Extracted records:
——————

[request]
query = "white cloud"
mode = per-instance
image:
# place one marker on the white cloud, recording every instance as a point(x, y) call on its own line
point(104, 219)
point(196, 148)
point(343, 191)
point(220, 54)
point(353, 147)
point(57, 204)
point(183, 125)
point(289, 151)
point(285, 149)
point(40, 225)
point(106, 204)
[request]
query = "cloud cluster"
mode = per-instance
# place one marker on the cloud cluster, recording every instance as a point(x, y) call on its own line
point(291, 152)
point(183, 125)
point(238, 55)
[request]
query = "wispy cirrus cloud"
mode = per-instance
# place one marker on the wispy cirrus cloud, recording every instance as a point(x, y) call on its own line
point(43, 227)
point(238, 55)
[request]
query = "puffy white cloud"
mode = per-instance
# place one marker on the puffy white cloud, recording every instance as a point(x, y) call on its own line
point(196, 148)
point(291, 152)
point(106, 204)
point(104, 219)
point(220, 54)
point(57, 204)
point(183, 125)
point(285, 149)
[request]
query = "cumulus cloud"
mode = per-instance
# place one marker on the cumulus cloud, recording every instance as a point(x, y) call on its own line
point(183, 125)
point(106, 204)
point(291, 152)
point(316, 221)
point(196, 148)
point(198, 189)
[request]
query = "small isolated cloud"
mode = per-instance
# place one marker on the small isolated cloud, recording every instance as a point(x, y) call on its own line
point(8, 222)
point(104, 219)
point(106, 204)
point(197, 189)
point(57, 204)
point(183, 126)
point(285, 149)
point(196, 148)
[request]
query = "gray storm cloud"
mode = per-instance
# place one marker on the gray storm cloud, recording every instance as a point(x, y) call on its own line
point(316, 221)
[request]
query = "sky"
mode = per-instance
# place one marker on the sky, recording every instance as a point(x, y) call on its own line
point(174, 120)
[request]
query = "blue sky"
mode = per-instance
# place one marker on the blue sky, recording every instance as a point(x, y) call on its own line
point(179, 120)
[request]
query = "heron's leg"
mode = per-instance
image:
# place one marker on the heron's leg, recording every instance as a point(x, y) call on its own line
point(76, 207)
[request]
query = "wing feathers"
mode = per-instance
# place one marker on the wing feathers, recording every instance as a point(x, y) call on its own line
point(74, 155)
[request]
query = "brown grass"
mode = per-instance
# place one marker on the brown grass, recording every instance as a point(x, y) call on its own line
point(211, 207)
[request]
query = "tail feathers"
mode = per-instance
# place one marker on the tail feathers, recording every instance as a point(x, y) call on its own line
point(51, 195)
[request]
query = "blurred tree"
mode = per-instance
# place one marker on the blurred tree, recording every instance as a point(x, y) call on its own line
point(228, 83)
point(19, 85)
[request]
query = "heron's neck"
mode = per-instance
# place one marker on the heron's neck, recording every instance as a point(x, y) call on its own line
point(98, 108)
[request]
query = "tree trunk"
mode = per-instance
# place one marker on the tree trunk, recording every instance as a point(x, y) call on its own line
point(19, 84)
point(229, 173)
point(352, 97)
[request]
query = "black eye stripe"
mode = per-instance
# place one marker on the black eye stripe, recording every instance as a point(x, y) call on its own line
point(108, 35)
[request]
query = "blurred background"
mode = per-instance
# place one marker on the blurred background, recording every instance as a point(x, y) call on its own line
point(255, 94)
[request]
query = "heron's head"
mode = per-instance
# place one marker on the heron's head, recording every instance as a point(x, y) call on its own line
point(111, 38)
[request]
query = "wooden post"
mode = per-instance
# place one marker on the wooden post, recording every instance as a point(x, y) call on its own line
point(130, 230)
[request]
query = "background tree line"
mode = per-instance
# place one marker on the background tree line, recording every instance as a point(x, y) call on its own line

——————

PROBLEM STATEMENT:
List every line of the records above that contains the string "tail", where case counts.

RESULT OF THIS EXERCISE:
query = "tail feathers"
# place one marker on the tail feathers, recording every instance as a point(x, y) call on its own line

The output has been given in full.